## WORK REQUEST
Translate this sentence from the text on Asbury Harpending into Spanish: "Now flat broke, he hid out in the foothills back of Fresno, stumbled onto another mine, and salted away $800,000."

## STUDY TEXT
————————

The Boy Wonder

By Larry Clinton, Sausalito Historical Society

Illustration FROM REDWOOD RAILWAYS

Boy wonder Asbury Harpending at the beginning of his remarkable career.

In 1868 several groups of entrepreneurs were vying to establish rail service in Northern California. According to the book Redwood Railways by Gilbert Kneiss, one group incorporated the San Francisco & Humbolt Bay Railraod Company for $8,600,000. A preliminary line was planned to start at “Saucelito, skirting the western shore of Richardson's Bay on the way to San Rafael, and thence as far as Petaluma.”

The partners only had enough money to pay for the rail, but figured that when they had the franchise, capital could be found. And they found it “in the pockets of a man who, had he lived a few decades later, would almost certainly have been known as the Boy Wonder.”

Here are some lightly edited excerpts from Kneiss’ account of the extraordinary history of this unlikely angel:

Asbury Harpending was a gold seeker who arrived in California very late — 1857. However, he couldn't have very well made it much sooner, as he was still only sixteen. A good-looking, black-haired Kentucky lad, brimming with enthusiasm, daring, and a latent touch of Midas, he had been well supplied with funds for the voyage west from the parental purse, but his nest egg was in Kentucky state currency and almost worthless at New Orleans where he embarked. Only five dollars jingled faintly in his pockets after the humiliating purchase of a steerage ticket — this he nonchalantly ran up to several hundred by auctioning off the purser's fruit supply as soon as the ship sailed. Then he moved to a first class cabin and arrived in San Francisco with a good stake.

Thereafter Harpending continued to go first class. Though others found the gold fields played out, young Asbury had the happy knack of coming along just as a group of experienced miners gave up as worthless a claim on which they had spent much cash and sweat, working it a little deeper and cleaning up. Age seventeen found him with $60,000. Two years in Mexico followed. Then he had sailed back through the Golden Gate, owning a quarter of a million in cold cash and a Sonora mine worth a million more, but still too young to vote.

A few days later, Lincoln was elected and secession started. Harpending, an ardent Southerner, plunged himself and his bankroll into deep-laid plots to make California a Confederate state, schemes that just barely missed success. Young Asbury spent his time and dollars freely in the cause but the putsch was called off. Deeply disappointed, he went East, served a few days on General Beauregard's staff at the battle of Shiloh and then was handed a captain's commission in the Confederate Navy by Jefferson Davis, although he had never even been aboard a warship.

Captain Harpending soon stood on the deck of his first command, a Confederate cruiser, anchored in San Francisco Bay! No one knew she was a cruiser but he and his brother officers who had just bought the ex-clipper. None among them were sailors, so they had to hire a navigator who promptly gave away the show. The Confederate "naval officers" found themselves lodged on Alcatraz, charged with high treason, and soon convicted of it. Harpending was released after four months on The Rock. Almost immediately he was warned of plans to rearrest him.

Now flat broke, he hid out in the foothills back of Fresno, stumbled onto another mine, and salted away $800,000. Then, the war being over and by-gones considered by-gones, he reappeared in San Francisco and became a large scale operator in real estate.

————————

## DATA SHOWN

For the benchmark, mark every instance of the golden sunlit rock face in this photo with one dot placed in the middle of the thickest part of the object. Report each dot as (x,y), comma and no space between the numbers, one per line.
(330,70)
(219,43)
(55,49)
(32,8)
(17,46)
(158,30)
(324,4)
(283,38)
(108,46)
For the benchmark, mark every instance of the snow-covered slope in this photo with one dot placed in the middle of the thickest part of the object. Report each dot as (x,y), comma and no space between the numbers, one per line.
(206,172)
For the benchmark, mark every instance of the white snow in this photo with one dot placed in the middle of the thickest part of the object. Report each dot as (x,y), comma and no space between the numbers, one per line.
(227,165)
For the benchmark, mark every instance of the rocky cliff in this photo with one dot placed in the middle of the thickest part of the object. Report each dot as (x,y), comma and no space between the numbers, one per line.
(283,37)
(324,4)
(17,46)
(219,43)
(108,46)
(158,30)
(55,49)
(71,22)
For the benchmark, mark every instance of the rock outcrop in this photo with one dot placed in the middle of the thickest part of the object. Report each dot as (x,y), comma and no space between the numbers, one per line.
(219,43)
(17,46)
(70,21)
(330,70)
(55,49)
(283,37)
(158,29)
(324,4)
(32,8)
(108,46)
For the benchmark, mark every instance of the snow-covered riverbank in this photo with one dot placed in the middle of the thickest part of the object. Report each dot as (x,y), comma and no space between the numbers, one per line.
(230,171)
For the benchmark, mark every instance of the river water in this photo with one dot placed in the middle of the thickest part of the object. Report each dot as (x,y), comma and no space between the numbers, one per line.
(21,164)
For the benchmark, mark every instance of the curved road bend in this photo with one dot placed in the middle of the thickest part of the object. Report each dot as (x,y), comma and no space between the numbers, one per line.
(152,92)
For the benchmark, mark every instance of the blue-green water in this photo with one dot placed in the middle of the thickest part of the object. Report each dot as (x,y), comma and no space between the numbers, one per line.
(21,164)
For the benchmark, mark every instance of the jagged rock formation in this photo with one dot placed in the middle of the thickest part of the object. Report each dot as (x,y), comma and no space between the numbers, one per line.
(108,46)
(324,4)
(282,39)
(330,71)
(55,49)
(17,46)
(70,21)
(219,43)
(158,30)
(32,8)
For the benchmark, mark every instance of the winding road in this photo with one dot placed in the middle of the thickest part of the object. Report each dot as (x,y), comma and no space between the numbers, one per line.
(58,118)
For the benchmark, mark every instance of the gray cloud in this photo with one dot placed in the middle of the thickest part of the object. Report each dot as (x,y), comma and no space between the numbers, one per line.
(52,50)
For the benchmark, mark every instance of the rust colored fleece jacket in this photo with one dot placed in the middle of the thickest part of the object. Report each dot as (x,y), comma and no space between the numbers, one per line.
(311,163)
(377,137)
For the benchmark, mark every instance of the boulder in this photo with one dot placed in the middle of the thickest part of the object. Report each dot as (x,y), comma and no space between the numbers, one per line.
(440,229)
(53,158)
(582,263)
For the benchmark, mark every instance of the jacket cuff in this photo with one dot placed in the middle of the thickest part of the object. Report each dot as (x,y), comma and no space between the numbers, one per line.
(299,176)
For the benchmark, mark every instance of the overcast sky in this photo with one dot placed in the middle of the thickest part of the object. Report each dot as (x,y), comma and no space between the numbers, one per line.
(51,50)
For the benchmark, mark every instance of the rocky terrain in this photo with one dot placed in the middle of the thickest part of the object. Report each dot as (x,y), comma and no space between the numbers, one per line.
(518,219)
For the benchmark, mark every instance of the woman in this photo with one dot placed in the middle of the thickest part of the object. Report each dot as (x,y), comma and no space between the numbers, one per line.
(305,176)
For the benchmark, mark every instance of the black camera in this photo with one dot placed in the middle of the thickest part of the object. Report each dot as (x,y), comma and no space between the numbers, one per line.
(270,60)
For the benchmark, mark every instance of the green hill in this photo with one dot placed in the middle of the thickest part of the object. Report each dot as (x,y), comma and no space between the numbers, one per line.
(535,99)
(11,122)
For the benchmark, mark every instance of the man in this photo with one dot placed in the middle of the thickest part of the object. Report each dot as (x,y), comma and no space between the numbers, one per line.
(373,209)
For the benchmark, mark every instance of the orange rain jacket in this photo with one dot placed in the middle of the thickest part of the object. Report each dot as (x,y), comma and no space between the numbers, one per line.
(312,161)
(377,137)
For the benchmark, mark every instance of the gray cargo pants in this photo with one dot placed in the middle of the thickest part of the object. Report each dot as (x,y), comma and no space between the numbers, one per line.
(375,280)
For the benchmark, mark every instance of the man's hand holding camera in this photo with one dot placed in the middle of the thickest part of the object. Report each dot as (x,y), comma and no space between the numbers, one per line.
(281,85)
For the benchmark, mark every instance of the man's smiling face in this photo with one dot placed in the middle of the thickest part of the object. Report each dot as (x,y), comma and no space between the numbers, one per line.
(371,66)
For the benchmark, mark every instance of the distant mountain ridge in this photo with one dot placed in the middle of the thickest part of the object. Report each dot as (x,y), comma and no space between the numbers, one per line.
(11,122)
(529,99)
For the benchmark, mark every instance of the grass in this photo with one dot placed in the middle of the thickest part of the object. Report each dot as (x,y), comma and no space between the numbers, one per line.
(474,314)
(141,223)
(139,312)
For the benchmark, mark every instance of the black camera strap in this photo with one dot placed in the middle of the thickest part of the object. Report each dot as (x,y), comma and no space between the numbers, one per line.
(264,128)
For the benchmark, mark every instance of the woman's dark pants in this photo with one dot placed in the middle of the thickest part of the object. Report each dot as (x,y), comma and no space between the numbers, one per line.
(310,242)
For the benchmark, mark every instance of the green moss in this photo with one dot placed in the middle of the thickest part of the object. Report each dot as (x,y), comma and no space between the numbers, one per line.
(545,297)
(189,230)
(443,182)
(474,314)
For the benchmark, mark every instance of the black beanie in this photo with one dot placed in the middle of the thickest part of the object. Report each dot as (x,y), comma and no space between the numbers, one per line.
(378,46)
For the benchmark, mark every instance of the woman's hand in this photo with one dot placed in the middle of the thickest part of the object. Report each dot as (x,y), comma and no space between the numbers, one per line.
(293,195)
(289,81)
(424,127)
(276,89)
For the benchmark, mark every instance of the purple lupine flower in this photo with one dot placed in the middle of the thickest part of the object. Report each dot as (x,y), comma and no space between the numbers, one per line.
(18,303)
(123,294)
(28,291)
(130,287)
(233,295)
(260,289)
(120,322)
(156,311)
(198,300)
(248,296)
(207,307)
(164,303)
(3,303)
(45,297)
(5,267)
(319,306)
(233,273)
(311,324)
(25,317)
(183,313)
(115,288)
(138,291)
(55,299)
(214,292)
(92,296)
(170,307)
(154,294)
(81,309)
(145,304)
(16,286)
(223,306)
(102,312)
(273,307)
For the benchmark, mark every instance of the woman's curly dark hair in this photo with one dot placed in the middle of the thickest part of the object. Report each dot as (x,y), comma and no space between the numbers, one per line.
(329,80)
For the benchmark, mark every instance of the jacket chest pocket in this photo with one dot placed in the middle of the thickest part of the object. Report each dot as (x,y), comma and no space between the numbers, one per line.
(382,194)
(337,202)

————————

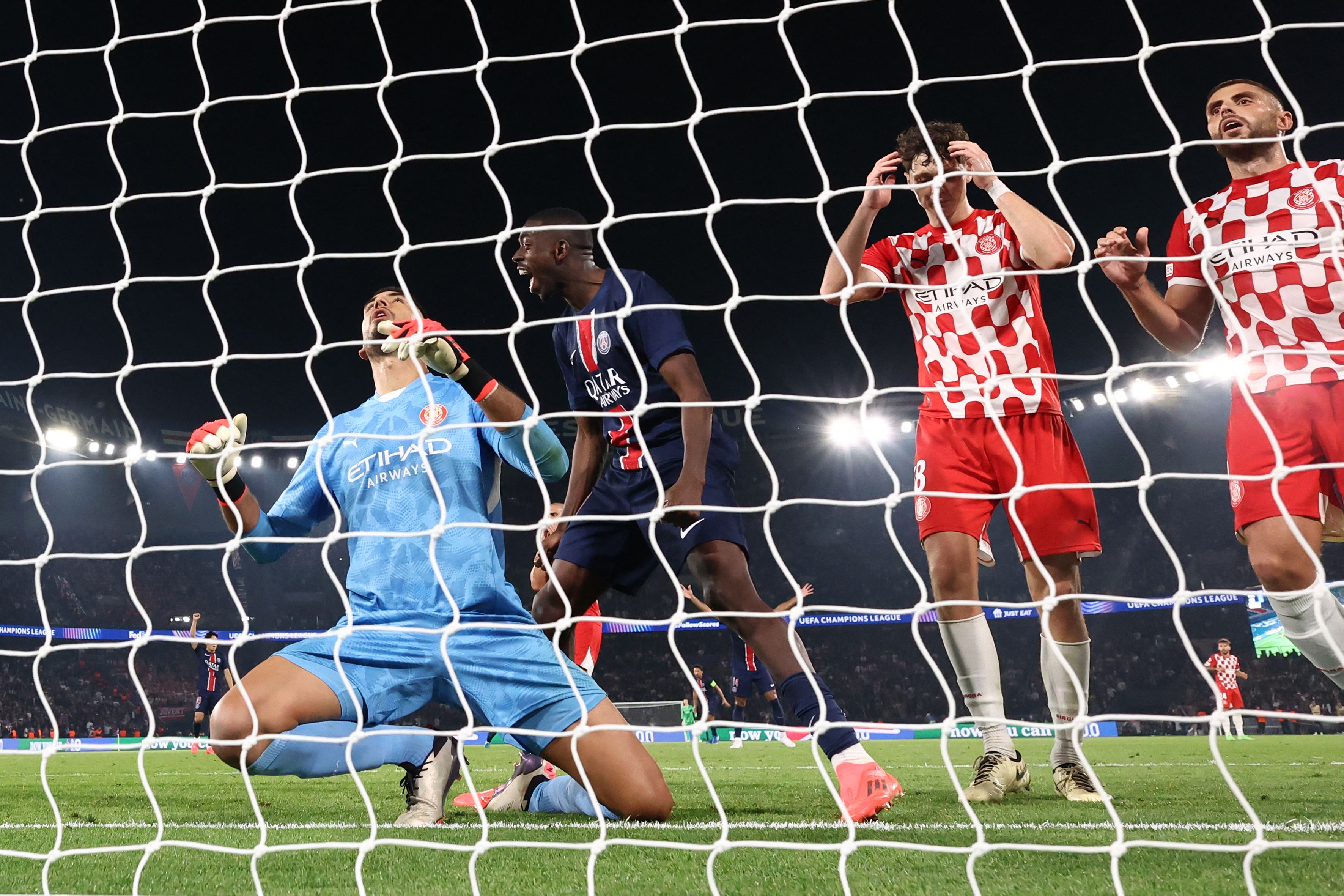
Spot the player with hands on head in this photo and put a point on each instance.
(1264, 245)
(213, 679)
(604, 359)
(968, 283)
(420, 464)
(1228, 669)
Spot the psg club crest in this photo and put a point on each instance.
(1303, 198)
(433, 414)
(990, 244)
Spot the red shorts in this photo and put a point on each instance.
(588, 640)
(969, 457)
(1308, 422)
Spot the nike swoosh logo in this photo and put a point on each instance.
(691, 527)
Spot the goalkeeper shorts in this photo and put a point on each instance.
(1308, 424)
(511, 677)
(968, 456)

————————

## RESULT FOR THIS TASK
Ahora sin un centavo, se escondió en las estribaciones detrás de Fresno, dio por casualidad con otra mina y ahorró 800.000 dólares.